Check every line of the material for the word "tall". Copy those that have it.

[[ Listed entries, beginning ]]

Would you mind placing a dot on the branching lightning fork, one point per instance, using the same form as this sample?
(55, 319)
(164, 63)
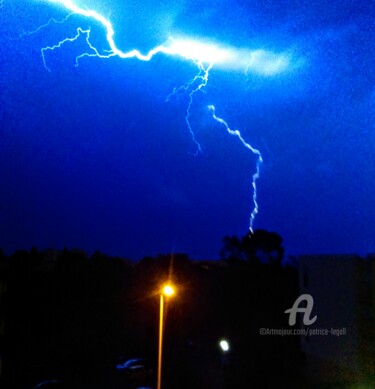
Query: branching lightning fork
(204, 55)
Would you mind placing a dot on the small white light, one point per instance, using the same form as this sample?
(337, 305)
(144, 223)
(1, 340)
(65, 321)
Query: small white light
(224, 345)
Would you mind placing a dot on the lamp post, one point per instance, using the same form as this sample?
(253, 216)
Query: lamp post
(166, 291)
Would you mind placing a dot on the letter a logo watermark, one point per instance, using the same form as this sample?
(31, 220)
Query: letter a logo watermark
(305, 310)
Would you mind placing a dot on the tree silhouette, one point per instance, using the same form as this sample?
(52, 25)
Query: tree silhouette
(259, 246)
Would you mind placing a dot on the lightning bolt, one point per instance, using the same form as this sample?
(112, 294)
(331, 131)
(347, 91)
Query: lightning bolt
(256, 152)
(203, 54)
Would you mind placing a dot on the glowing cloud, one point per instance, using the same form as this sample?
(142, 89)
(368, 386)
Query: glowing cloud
(201, 52)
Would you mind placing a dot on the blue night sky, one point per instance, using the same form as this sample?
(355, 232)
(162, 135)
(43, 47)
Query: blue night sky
(98, 157)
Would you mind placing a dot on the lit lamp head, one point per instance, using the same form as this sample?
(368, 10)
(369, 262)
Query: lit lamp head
(224, 345)
(168, 290)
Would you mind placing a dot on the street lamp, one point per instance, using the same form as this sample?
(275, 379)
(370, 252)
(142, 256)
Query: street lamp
(166, 291)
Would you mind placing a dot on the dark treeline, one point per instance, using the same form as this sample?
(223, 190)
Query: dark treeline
(65, 314)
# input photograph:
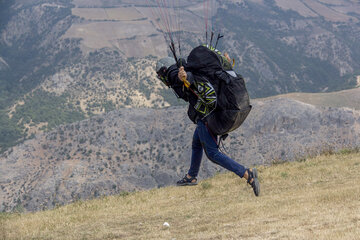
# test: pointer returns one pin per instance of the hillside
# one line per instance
(310, 199)
(62, 61)
(133, 149)
(346, 98)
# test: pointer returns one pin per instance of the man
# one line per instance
(203, 139)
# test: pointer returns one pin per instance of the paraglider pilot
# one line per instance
(175, 77)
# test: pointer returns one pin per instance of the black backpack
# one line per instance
(233, 103)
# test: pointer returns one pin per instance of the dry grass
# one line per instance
(347, 98)
(313, 199)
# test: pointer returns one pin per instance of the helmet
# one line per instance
(161, 67)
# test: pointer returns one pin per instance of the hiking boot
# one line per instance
(253, 175)
(187, 181)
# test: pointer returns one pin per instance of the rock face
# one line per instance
(133, 149)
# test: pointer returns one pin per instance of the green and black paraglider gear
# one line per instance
(161, 69)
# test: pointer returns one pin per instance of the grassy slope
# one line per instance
(313, 199)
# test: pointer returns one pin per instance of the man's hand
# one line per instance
(182, 74)
(226, 55)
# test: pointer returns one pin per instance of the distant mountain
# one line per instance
(131, 149)
(62, 61)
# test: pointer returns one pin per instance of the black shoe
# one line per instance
(255, 183)
(187, 181)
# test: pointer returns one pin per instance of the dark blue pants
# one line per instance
(203, 139)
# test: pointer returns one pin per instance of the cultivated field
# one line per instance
(308, 199)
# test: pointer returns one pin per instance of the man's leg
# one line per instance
(196, 156)
(209, 143)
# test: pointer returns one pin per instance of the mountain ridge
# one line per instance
(132, 149)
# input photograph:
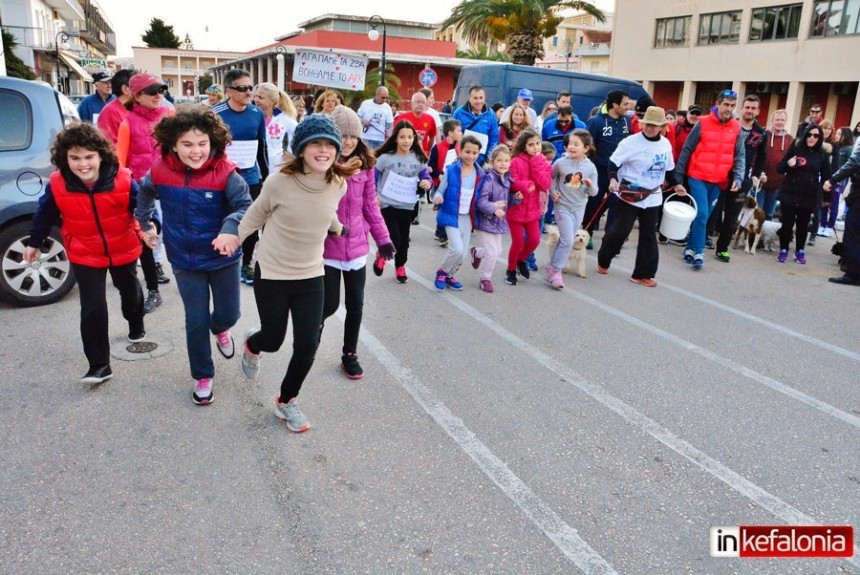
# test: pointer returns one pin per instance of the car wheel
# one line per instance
(43, 282)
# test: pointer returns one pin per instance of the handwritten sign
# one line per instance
(331, 69)
(400, 189)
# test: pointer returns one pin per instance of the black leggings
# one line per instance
(251, 241)
(353, 299)
(277, 300)
(399, 223)
(94, 308)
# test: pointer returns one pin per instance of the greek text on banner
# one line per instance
(331, 69)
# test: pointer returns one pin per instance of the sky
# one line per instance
(245, 27)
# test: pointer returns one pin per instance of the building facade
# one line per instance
(56, 38)
(791, 55)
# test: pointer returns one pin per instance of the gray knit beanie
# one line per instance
(315, 127)
(347, 121)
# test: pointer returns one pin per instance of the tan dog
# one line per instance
(750, 223)
(576, 259)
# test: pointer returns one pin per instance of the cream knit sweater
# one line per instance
(298, 212)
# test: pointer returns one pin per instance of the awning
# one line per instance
(70, 62)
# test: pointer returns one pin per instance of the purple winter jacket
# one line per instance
(358, 210)
(494, 187)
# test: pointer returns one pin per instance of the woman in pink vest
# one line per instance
(136, 150)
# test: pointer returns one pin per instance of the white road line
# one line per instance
(761, 321)
(563, 535)
(747, 316)
(735, 481)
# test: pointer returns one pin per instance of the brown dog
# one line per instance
(750, 223)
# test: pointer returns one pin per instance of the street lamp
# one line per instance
(61, 40)
(281, 50)
(373, 34)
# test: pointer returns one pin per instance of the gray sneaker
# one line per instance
(250, 361)
(289, 412)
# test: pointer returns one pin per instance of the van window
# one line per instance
(16, 122)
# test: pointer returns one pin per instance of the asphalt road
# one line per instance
(601, 429)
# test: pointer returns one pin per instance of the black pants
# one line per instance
(277, 300)
(792, 215)
(94, 313)
(353, 300)
(647, 253)
(399, 224)
(251, 241)
(733, 203)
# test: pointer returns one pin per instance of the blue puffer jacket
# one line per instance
(483, 123)
(449, 211)
(197, 205)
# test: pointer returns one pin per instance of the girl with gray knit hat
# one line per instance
(297, 205)
(346, 256)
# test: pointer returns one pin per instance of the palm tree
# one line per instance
(521, 24)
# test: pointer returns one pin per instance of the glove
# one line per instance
(387, 251)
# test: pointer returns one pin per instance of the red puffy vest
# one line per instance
(714, 156)
(98, 228)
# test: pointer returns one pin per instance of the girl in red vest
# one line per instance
(96, 199)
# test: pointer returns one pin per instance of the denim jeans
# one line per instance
(706, 195)
(194, 288)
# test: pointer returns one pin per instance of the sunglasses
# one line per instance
(154, 90)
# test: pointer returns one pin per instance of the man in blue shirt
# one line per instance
(248, 148)
(91, 106)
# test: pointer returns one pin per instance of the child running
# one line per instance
(347, 255)
(203, 198)
(96, 199)
(574, 179)
(401, 168)
(490, 210)
(531, 175)
(456, 200)
(298, 207)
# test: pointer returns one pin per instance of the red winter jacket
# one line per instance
(98, 228)
(529, 172)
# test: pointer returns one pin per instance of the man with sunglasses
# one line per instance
(713, 159)
(248, 149)
(816, 115)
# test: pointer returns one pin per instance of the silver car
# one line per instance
(31, 115)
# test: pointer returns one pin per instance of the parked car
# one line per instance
(33, 114)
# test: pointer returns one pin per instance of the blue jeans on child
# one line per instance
(194, 288)
(706, 195)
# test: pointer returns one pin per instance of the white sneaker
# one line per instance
(225, 344)
(289, 412)
(250, 361)
(202, 394)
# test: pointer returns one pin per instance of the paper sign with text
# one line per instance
(332, 69)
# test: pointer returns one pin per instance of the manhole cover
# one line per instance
(142, 347)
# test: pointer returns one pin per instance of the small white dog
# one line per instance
(767, 235)
(576, 259)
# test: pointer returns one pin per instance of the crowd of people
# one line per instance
(197, 184)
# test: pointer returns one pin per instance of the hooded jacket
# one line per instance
(197, 205)
(359, 211)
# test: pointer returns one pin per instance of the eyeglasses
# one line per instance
(154, 90)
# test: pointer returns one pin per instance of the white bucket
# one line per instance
(677, 217)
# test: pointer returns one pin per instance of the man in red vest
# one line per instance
(712, 159)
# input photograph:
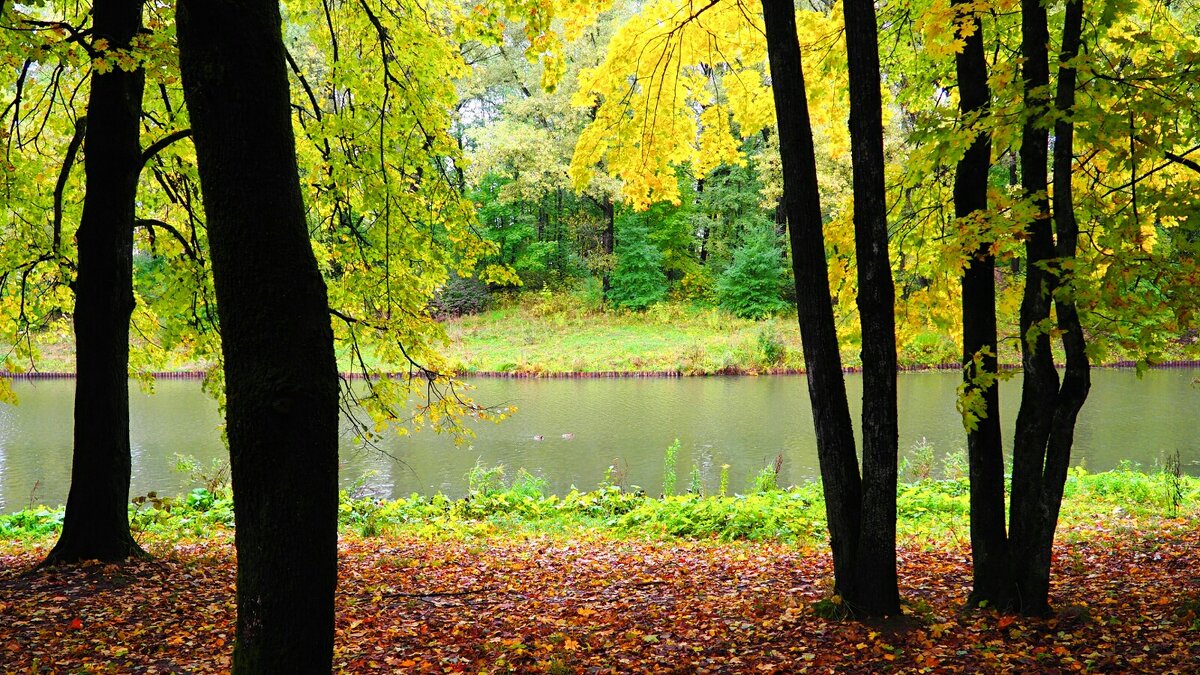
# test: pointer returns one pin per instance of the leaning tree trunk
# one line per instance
(281, 378)
(991, 578)
(819, 335)
(96, 525)
(1041, 470)
(879, 592)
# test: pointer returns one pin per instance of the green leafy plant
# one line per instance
(669, 469)
(918, 464)
(750, 286)
(639, 280)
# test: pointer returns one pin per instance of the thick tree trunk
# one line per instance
(819, 336)
(879, 593)
(96, 524)
(991, 578)
(1041, 518)
(281, 380)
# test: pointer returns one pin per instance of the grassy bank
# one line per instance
(563, 333)
(930, 511)
(559, 333)
(513, 580)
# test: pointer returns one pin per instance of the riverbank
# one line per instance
(511, 580)
(559, 335)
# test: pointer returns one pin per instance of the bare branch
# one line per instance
(162, 143)
(60, 185)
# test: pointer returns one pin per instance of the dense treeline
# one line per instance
(1005, 172)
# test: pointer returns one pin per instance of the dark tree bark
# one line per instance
(876, 309)
(1045, 423)
(607, 240)
(96, 525)
(819, 336)
(281, 378)
(991, 577)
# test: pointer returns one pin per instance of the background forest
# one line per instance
(285, 192)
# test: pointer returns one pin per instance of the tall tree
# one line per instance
(96, 524)
(876, 310)
(281, 378)
(819, 335)
(1045, 422)
(985, 452)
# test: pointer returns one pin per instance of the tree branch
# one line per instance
(150, 223)
(159, 145)
(60, 185)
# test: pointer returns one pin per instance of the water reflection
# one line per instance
(627, 424)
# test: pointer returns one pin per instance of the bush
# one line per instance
(460, 296)
(750, 287)
(639, 280)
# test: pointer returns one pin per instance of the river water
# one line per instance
(627, 424)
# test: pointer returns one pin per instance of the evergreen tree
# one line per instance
(639, 280)
(750, 287)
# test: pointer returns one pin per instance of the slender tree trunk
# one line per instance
(991, 577)
(1039, 388)
(819, 336)
(1038, 509)
(876, 309)
(281, 377)
(96, 524)
(607, 242)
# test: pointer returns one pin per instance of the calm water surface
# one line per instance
(743, 422)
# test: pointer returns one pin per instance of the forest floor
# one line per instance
(1127, 598)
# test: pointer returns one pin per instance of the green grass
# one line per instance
(561, 334)
(931, 513)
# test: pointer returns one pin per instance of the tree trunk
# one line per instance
(1038, 509)
(281, 378)
(876, 308)
(991, 578)
(607, 242)
(96, 525)
(1045, 424)
(819, 336)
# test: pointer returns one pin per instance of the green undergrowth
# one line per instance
(550, 333)
(933, 513)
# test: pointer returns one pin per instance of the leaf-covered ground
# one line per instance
(1128, 602)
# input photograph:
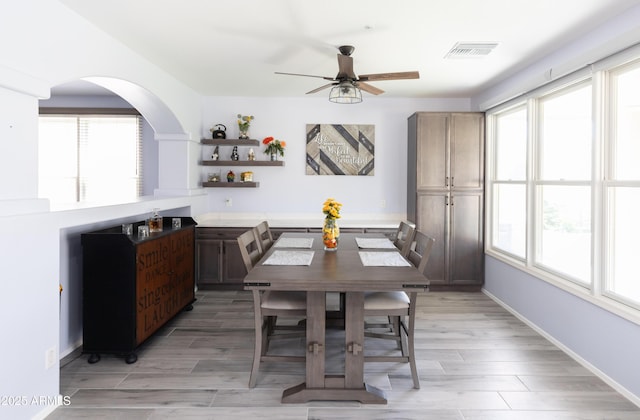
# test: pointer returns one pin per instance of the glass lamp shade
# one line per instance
(345, 93)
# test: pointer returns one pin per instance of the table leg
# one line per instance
(316, 321)
(351, 386)
(354, 340)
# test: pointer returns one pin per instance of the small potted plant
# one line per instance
(274, 147)
(244, 122)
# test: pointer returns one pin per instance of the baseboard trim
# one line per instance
(575, 356)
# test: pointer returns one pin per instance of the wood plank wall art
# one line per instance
(340, 149)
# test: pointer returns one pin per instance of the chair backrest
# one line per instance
(404, 238)
(263, 233)
(421, 250)
(250, 249)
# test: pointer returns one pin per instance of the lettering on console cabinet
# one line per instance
(165, 280)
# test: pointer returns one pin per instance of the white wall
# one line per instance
(287, 189)
(606, 343)
(39, 247)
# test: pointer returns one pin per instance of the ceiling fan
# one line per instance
(346, 81)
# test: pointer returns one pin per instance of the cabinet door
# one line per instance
(466, 236)
(433, 220)
(209, 256)
(466, 145)
(431, 165)
(233, 267)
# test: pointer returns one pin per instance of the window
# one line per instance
(563, 182)
(90, 158)
(563, 199)
(509, 187)
(622, 185)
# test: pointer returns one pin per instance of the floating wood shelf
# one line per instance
(242, 163)
(225, 184)
(231, 142)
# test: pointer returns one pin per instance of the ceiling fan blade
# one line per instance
(321, 88)
(305, 75)
(389, 76)
(369, 88)
(345, 67)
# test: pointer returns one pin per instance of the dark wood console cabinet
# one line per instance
(132, 287)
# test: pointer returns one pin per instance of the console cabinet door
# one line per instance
(209, 257)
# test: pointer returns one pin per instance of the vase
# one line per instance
(330, 234)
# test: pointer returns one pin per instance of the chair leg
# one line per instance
(412, 355)
(258, 346)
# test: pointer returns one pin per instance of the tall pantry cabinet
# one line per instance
(445, 196)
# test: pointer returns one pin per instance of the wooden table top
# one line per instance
(334, 271)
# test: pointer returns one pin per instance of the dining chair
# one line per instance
(404, 238)
(267, 307)
(263, 232)
(400, 308)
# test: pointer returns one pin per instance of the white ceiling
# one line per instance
(233, 48)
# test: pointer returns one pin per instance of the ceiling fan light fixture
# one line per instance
(346, 92)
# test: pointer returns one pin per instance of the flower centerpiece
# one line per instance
(330, 230)
(274, 147)
(244, 122)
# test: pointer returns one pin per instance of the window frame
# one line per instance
(600, 183)
(79, 113)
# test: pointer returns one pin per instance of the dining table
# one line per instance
(363, 262)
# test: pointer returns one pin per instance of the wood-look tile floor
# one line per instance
(475, 361)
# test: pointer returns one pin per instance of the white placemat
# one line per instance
(294, 243)
(289, 258)
(383, 259)
(382, 243)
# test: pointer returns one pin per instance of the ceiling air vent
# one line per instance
(471, 49)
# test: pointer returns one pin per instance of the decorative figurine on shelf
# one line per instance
(234, 153)
(218, 131)
(244, 122)
(274, 147)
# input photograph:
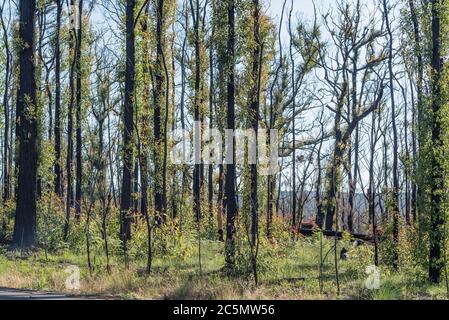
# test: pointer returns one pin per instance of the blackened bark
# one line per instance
(6, 147)
(158, 143)
(197, 113)
(437, 212)
(25, 222)
(58, 169)
(395, 191)
(419, 88)
(79, 142)
(231, 201)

[[ Listed entries, end ]]

Written response:
# test: pointer returns one pin per instance of the tall tree
# test: pointer returns one pin per instance of the tall pantry cabinet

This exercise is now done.